::: EXCERPT PROVIDED
Investment Mandate vs. Fiduciary Duty
The Trustee’s Role: Preservation and Administration
A trustee’s primary duty is fiduciary: to act in the best interests of the beneficiaries, to avoid conflicts of interest, and to preserve the trust assets. The Trustee Ordinance (Cap. 29), Section 4, empowers the trustee to invest trust funds, but only in accordance with the “prudent man” rule and any specific investment powers granted in the trust deed. The default investment powers under the Ordinance are conservative—permitting investments in government bonds, listed securities on recognized stock exchanges, and deposits with authorized institutions.
A mutual fund manager, by contrast, operates under an investment mandate defined in the fund’s prospectus. The manager’s duty is to maximize returns within the stated risk parameters, not to preserve capital at all costs. For example, a high-growth equity fund may have a mandate to invest 80-100% of assets in listed equities, with no obligation to hold cash reserves. The SFC’s Code on Unit Trusts and Mutual Funds requires the fund’s investment objectives and restrictions to be clearly stated, but the manager is not a fiduciary in the same sense as a trustee.
::::::
_PROBLEMS_.
1 > From the excerpt on investment mandates and fiduciary duty, list every kind of investment that the default powers under the Trustee Ordinance permit.
2 > Do the following statements agree with the excerpt on investment mandates and fiduciary duty? Answer yes or no for each, and quote the words from the excerpt that decide it.
(a) Section 4 of the Trustee Ordinance gives the trustee the power to invest trust funds.
(b) A high-growth equity fund is required to keep cash reserves.
(c) A mutual fund manager's duty is to preserve capital at all costs.
::: SUPPLIED DATA
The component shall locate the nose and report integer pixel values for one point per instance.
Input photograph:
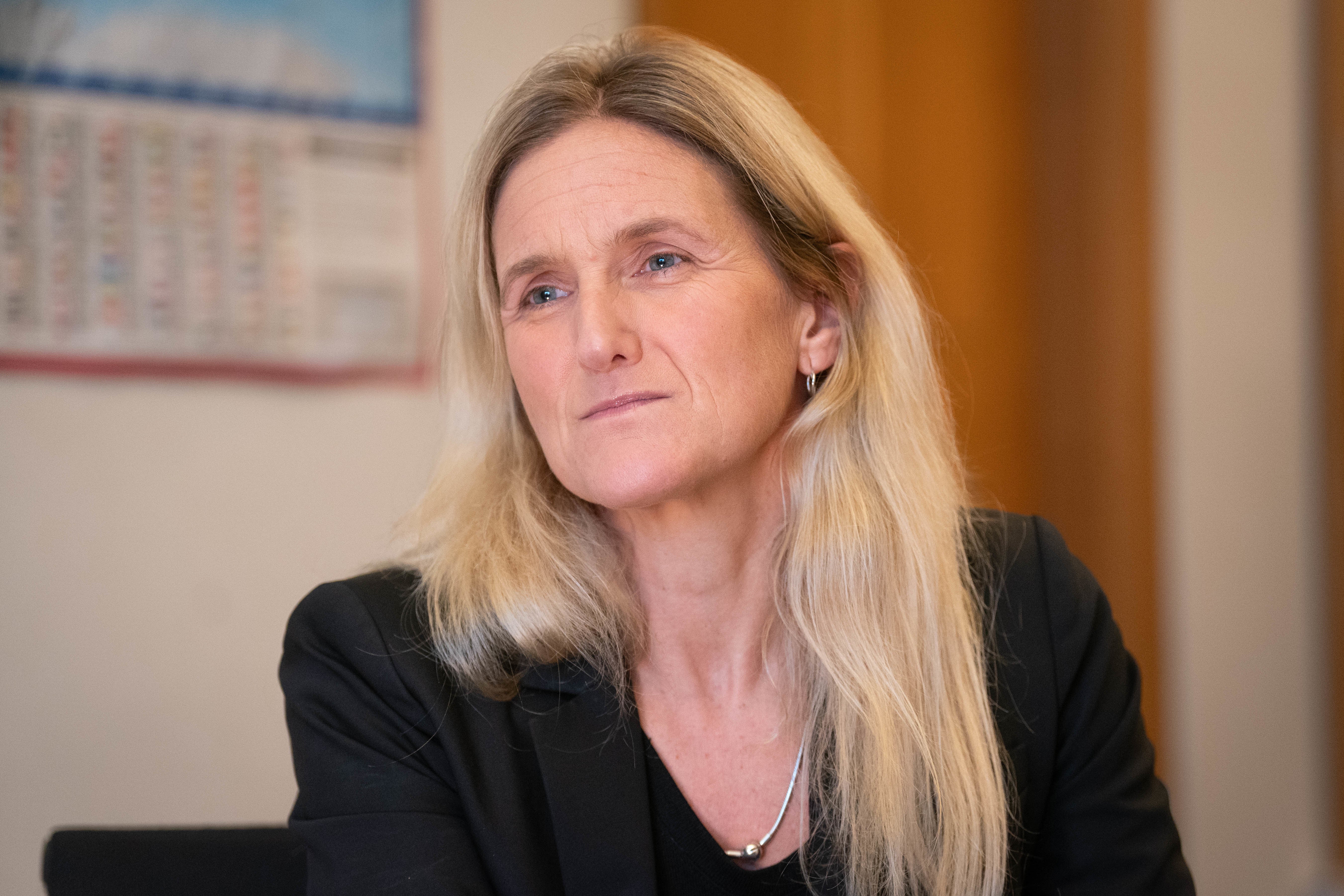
(605, 335)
::::::
_ANSWER LIST_.
1 >
- Government bonds
- Listed securities on recognized stock exchanges
- Deposits with authorized institutions

2 >
(a) Yes: "The Trustee Ordinance (Cap. 29), Section 4, empowers the trustee to invest trust funds"
(b) No: "with no obligation to hold cash reserves"
(c) No: "The manager’s duty is to maximize returns within the stated risk parameters, not to preserve capital at all costs."